Yamaraja told the queens they were fools, and Krishna is telling Arjuna that “mourning for what is not worthy of grief” is the business of fools. It is the kripana, or miserly person, who refuses to understand his real duty in life. A kripana invests his energy in temporary, illusory attachment for his own body and the bodies of his dear ones without any sacrificing for knowledge and higher values.
The Anti-lamentation Verses
Sri Krishna speaks a series of verses in the Gita to carefully respond to Arjuna’s doubts, five of which include the words na, never, and socitum, lament:
“Those who are wise do not lament for the body” (2.11); “You should not grieve for the body” (2.25); “Still you have no reason to lament” (2.26); “In the unavoidable discharge of your duty you should not lament” (2.27); “What need is there for lamentation” (2.28); and “You should not grieve for any living being” (2.30).
Krishna also repeatedly uses the words na arhasi: “You do not deserve [to lament].” It may seem inappropriate to tell a grieving person that he or she doesn’t deserve to lament. Yet the Supreme Personality of Godhead says it, and He explains why, giving the superior information regarding our indestructible nature.
“This individual soul is unbreakable and insoluble, and can be neither burned nor dried. He is everlasting, present everywhere, unchangeable, immovable, and eternally the same. It is said that the soul is invisible, inconceivable, and immutable. Knowing this, you should not grieve for the body.” (2.24–25)
To take the material body of our loved one as the only representation of that person is like looking at a jewel with all but one facet covered, allowing but a little light to come in. We allow only one facet, one dimension, of our loved one’s self to be revealed, and only according to our limited ability to see it.

> **Source data**
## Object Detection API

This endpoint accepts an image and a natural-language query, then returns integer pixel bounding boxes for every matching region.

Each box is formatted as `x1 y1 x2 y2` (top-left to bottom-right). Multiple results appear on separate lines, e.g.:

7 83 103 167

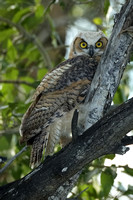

> **Objectives**
a: In the passage on grief in the Gita, reproduce the stretch from "The Anti-lamentation Verses" through "our indestructible nature.", replacing "Arjuna" with "Partha".
b: List every Gita verse number cited in the grief passage's sentence that begins "Those who are wise do not lament for the body".

> **Responses to the tasks**
a:
The Anti-lamentation Verses
Sri Krishna speaks a series of verses in the Gita to carefully respond to Partha’s doubts, five of which include the words na, never, and socitum, lament:
“Those who are wise do not lament for the body” (2.11); “You should not grieve for the body” (2.25); “Still you have no reason to lament” (2.26); “In the unavoidable discharge of your duty you should not lament” (2.27); “What need is there for lamentation” (2.28); and “You should not grieve for any living being” (2.30).
Krishna also repeatedly uses the words na arhasi: “You do not deserve [to lament].” It may seem inappropriate to tell a grieving person that he or she doesn’t deserve to lament. Yet the Supreme Personality of Godhead says it, and He explains why, giving the superior information regarding our indestructible nature.

b: 2.11, 2.25, 2.26, 2.27, 2.28, 2.30